**STATED TASK:** Copy the data that follows, character for character, minus the pictures.

**MATERIAL TO PROCESS:**
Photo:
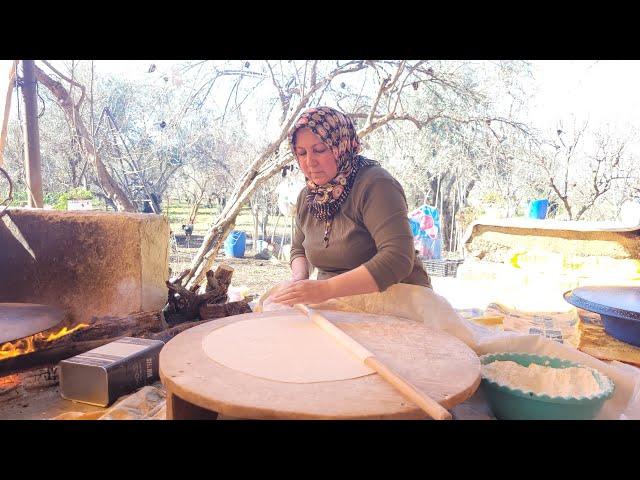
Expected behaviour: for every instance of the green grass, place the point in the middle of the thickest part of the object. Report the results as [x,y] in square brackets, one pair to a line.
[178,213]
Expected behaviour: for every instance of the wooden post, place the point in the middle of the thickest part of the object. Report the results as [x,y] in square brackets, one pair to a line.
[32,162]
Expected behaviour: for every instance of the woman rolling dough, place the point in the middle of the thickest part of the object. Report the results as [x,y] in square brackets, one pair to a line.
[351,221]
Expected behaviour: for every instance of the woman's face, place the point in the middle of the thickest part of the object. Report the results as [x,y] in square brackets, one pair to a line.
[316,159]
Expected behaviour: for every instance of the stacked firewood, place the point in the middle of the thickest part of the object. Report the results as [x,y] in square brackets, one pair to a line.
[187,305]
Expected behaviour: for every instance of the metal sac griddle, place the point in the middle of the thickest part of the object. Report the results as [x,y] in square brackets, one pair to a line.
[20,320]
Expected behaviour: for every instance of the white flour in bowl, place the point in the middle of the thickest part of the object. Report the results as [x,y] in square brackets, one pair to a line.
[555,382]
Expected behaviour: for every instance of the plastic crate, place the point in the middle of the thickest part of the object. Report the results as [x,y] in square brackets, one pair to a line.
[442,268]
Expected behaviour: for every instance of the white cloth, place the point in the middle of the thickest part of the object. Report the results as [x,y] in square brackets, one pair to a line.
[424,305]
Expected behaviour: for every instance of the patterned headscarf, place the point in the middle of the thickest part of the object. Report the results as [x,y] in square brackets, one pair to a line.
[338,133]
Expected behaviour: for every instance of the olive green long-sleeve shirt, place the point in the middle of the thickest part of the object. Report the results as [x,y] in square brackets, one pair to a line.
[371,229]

**WRITTEN ANSWER:**
Photo:
Expected behaviour: for every instance of the green grass, place the point in the middle of the thickest part of the object. Report the results as [x,y] in square brackets, one pair to a line.
[178,213]
Expected behaviour: for every instance of the wooden post, place the point in the middle of the thickest part of the object. Report the results as [x,y] in square brackets, one pair to a line.
[32,162]
Expected behaviour: for every instance of the woman rolling dough, place the point in the middle of the thickest part of the object. Report the results as [x,y] in square brackets, one pair to a line.
[351,221]
Expected behaviour: for every instance of the woman's face, place the point in the middle of the thickest part of the object. Report the results as [x,y] in square brackets, one pair to a line.
[316,159]
Expected behaviour: for every instance of the stacked firewood, place the point in the middle of the thickest part of the object. Report the results as [x,y] in square brackets, one pair to a line.
[187,305]
Expected behaviour: for every instance of the metal sac griddle, place the point in the middle of the thickest part of the object. Report the results as [x,y] in square brackets, one pair to a line.
[20,320]
Expected behaviour: for every instance of the white flour in bowl, place the point in the middle of the thickest part of the object. Report the results as [x,y] in square brackets, one pair to a line.
[555,382]
Expected behaviour: for every instance of the plastic crate, place the point in the middle of the thickest part of the object. Report the results as [x,y] in square brackets, one pair to a line.
[442,268]
Expected behaviour: for every instance of the white cloth, place the point in the middle of the thickest part of the object. Report the results as [x,y] in square brackets, one pair to a line.
[424,305]
Expected behaviour: for every instance of the patterned headscarf, place the point in the middle of the thickest part of the object. Report the results as [x,y] in square brackets, one pair to a line.
[338,133]
Expected behaviour: for every instance of the olive green long-sleeve shirt, place the point in the middle of the thickest part of the object. Report the results as [x,y] in square brackets, one pair to a line.
[371,229]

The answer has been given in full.